- [WAT TE DOEN]
Haal uit de regels hieronder elke regel die de tekenreeks "driver" bevat, en neem die regels volledig over.

- [GEGEVEN REGELS]
>>>
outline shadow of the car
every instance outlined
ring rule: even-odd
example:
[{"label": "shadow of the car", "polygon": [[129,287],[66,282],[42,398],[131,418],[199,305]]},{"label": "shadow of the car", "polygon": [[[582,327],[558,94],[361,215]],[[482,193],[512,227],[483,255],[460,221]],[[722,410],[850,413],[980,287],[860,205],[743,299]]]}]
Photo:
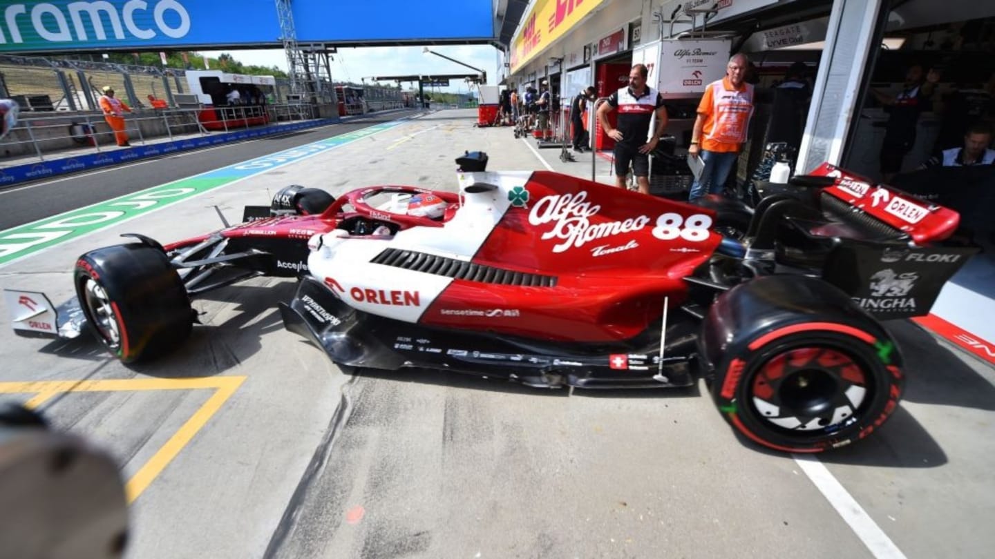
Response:
[{"label": "shadow of the car", "polygon": [[388,371],[383,369],[368,369],[365,367],[343,367],[342,371],[346,374],[354,374],[360,378],[430,384],[487,392],[502,392],[508,394],[526,394],[561,398],[570,395],[570,391],[566,388],[535,388],[498,377],[483,377],[474,374],[459,373],[454,371],[440,371],[436,369],[421,369],[412,367],[410,369]]},{"label": "shadow of the car", "polygon": [[[760,447],[735,431],[746,447],[772,456],[790,458],[782,452]],[[883,467],[937,467],[948,462],[946,453],[928,432],[901,406],[888,423],[852,445],[815,455],[825,464]]]}]

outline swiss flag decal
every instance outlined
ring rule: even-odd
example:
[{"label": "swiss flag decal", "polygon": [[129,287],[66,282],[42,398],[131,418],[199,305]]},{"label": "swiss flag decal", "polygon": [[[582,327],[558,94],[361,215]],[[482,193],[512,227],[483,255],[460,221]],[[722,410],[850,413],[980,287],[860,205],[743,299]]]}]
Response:
[{"label": "swiss flag decal", "polygon": [[629,356],[624,353],[613,353],[608,357],[608,366],[612,369],[628,369]]}]

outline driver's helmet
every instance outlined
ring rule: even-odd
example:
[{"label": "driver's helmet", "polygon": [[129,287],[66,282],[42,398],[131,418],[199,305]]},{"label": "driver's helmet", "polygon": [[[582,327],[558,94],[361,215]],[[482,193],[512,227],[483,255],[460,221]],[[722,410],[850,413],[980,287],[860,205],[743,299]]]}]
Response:
[{"label": "driver's helmet", "polygon": [[446,213],[446,201],[435,194],[415,194],[408,199],[408,215],[439,219]]}]

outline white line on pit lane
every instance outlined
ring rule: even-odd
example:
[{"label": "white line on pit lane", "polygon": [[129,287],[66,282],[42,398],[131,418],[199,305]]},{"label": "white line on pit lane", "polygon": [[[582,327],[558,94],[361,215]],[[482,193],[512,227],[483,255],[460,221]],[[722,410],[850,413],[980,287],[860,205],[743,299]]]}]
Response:
[{"label": "white line on pit lane", "polygon": [[836,512],[843,517],[850,529],[871,550],[872,555],[878,559],[905,559],[905,554],[895,545],[892,538],[888,537],[885,530],[881,529],[857,499],[833,476],[829,468],[819,462],[819,459],[811,455],[791,455],[791,457],[795,459],[795,463],[805,475],[808,475],[819,488],[826,500],[833,505]]},{"label": "white line on pit lane", "polygon": [[[413,118],[413,117],[411,117],[411,116],[405,116],[404,118],[398,118],[398,120],[409,120],[411,118]],[[307,128],[305,131],[319,130],[321,128],[326,128],[328,126],[335,126],[335,125],[338,125],[338,124],[349,124],[349,123],[353,123],[353,122],[355,122],[355,123],[367,122],[367,121],[370,121],[373,118],[369,117],[369,116],[362,117],[362,118],[354,118],[354,119],[346,120],[346,121],[343,121],[343,122],[332,122],[330,124],[324,124],[322,126],[314,126],[313,128]],[[167,160],[167,159],[174,159],[176,157],[179,157],[181,155],[187,155],[189,153],[204,153],[204,152],[207,152],[207,151],[214,151],[215,149],[223,149],[223,148],[226,148],[226,147],[232,147],[232,146],[235,146],[235,145],[245,145],[247,143],[262,141],[264,139],[279,138],[279,137],[282,137],[282,136],[287,136],[287,135],[293,134],[293,133],[295,133],[298,130],[293,130],[293,131],[288,131],[288,132],[281,132],[279,134],[274,134],[272,136],[266,136],[266,137],[262,137],[262,138],[255,138],[255,139],[251,139],[251,140],[229,142],[229,143],[226,143],[226,144],[223,144],[223,145],[215,145],[215,146],[212,146],[212,147],[205,147],[203,149],[191,149],[189,151],[184,151],[182,153],[174,153],[174,154],[166,155],[166,156],[163,156],[163,157],[152,157],[152,158],[147,159],[145,161],[135,161],[134,163],[126,163],[126,164],[123,164],[123,165],[113,165],[111,167],[107,167],[106,169],[97,169],[97,170],[93,170],[93,171],[87,171],[85,173],[73,174],[73,175],[70,175],[68,177],[62,177],[62,178],[58,178],[58,179],[52,179],[52,180],[48,180],[48,181],[45,181],[45,182],[37,182],[37,183],[34,183],[34,184],[26,184],[24,186],[15,186],[15,187],[12,187],[12,188],[4,188],[4,189],[0,189],[0,196],[3,196],[4,194],[10,194],[10,193],[13,193],[13,192],[19,192],[21,190],[27,190],[29,188],[35,188],[35,187],[38,187],[38,186],[48,186],[50,184],[56,184],[58,182],[63,182],[63,181],[73,180],[73,179],[78,179],[78,178],[81,178],[81,177],[89,177],[89,176],[93,176],[93,175],[99,175],[100,173],[106,173],[108,171],[116,171],[116,170],[119,170],[119,169],[126,169],[128,167],[137,167],[138,165],[145,165],[145,164],[148,164],[148,163],[154,163],[156,161],[164,161],[164,160]],[[343,133],[347,133],[347,132],[343,132]]]}]

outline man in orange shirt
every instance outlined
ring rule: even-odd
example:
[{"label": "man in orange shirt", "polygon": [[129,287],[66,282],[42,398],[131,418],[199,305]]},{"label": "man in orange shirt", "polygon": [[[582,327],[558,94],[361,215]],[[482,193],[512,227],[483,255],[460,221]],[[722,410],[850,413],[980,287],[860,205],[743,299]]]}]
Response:
[{"label": "man in orange shirt", "polygon": [[688,154],[700,155],[704,168],[692,184],[690,202],[722,191],[739,148],[746,141],[753,115],[753,86],[743,81],[747,68],[749,59],[745,55],[733,55],[725,66],[725,78],[708,84],[697,105]]},{"label": "man in orange shirt", "polygon": [[131,112],[131,107],[124,104],[124,101],[114,97],[114,90],[110,86],[104,86],[100,90],[100,108],[103,109],[103,118],[107,125],[114,131],[114,140],[121,147],[128,147],[131,144],[127,141],[127,133],[124,132],[124,116],[122,111]]}]

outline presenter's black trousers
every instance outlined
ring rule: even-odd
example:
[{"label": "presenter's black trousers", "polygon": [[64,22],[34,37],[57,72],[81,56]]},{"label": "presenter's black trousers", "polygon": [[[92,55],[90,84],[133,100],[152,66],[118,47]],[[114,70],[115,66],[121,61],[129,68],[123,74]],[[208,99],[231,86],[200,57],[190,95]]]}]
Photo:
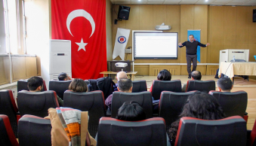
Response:
[{"label": "presenter's black trousers", "polygon": [[[189,76],[191,76],[191,72],[196,71],[197,66],[197,55],[190,55],[186,54],[187,57],[187,73]],[[193,63],[193,70],[191,71],[191,62]]]}]

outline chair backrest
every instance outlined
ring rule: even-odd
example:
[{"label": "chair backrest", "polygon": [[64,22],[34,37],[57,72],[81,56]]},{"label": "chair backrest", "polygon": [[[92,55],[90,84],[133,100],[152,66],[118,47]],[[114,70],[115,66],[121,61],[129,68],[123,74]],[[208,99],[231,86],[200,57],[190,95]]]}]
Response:
[{"label": "chair backrest", "polygon": [[166,145],[165,120],[153,117],[136,122],[102,117],[97,145]]},{"label": "chair backrest", "polygon": [[213,80],[189,80],[187,81],[186,92],[198,90],[201,92],[208,93],[209,91],[214,90],[215,81]]},{"label": "chair backrest", "polygon": [[51,120],[32,115],[24,115],[19,120],[20,146],[51,145]]},{"label": "chair backrest", "polygon": [[62,99],[63,99],[64,92],[69,90],[69,86],[72,80],[69,81],[57,81],[51,80],[49,81],[49,90],[54,90],[57,95]]},{"label": "chair backrest", "polygon": [[147,82],[145,80],[132,81],[132,93],[147,91]]},{"label": "chair backrest", "polygon": [[140,93],[123,93],[116,91],[113,94],[111,103],[111,117],[116,117],[119,108],[125,102],[137,102],[143,108],[146,118],[153,117],[153,103],[151,93],[149,91]]},{"label": "chair backrest", "polygon": [[1,145],[5,146],[19,145],[11,129],[9,118],[4,114],[0,114],[0,142]]},{"label": "chair backrest", "polygon": [[256,146],[256,119],[250,135],[250,146]]},{"label": "chair backrest", "polygon": [[0,90],[0,114],[5,114],[8,117],[11,128],[17,137],[17,108],[14,96],[11,90]]},{"label": "chair backrest", "polygon": [[19,80],[17,82],[17,91],[19,92],[21,90],[29,90],[27,87],[27,80]]},{"label": "chair backrest", "polygon": [[153,81],[152,96],[155,100],[160,99],[160,95],[162,91],[172,91],[181,93],[181,81],[180,80],[174,81]]},{"label": "chair backrest", "polygon": [[182,117],[176,145],[246,145],[246,122],[240,116],[217,120]]},{"label": "chair backrest", "polygon": [[226,117],[239,115],[243,117],[246,108],[248,96],[245,91],[236,91],[233,93],[222,93],[218,91],[210,91],[209,93],[214,96],[219,102]]},{"label": "chair backrest", "polygon": [[[27,90],[29,91],[29,88],[27,87],[27,81],[28,80],[19,80],[17,83],[17,91],[21,91],[21,90]],[[43,81],[43,85],[44,85],[44,91],[47,91],[47,87],[45,84],[45,81]]]},{"label": "chair backrest", "polygon": [[179,115],[187,103],[188,96],[194,93],[194,91],[187,93],[162,92],[159,117],[165,119],[167,126],[179,119]]},{"label": "chair backrest", "polygon": [[48,108],[60,107],[55,91],[20,91],[17,102],[20,116],[32,114],[45,117],[48,115]]},{"label": "chair backrest", "polygon": [[91,136],[95,137],[100,117],[106,116],[106,107],[102,91],[88,93],[64,93],[64,107],[72,108],[82,111],[88,111],[88,130]]}]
<<<
- [RESULTAAT]
outline driver's helmet
[{"label": "driver's helmet", "polygon": [[129,287],[66,282],[42,398],[131,418],[199,305]]},{"label": "driver's helmet", "polygon": [[[582,327],[558,94],[361,215]],[[482,193],[512,227],[483,255],[460,221]],[[722,410],[850,413],[980,287],[860,205],[743,299]]]}]
[{"label": "driver's helmet", "polygon": [[446,213],[446,201],[435,194],[415,194],[408,199],[408,215],[439,219]]}]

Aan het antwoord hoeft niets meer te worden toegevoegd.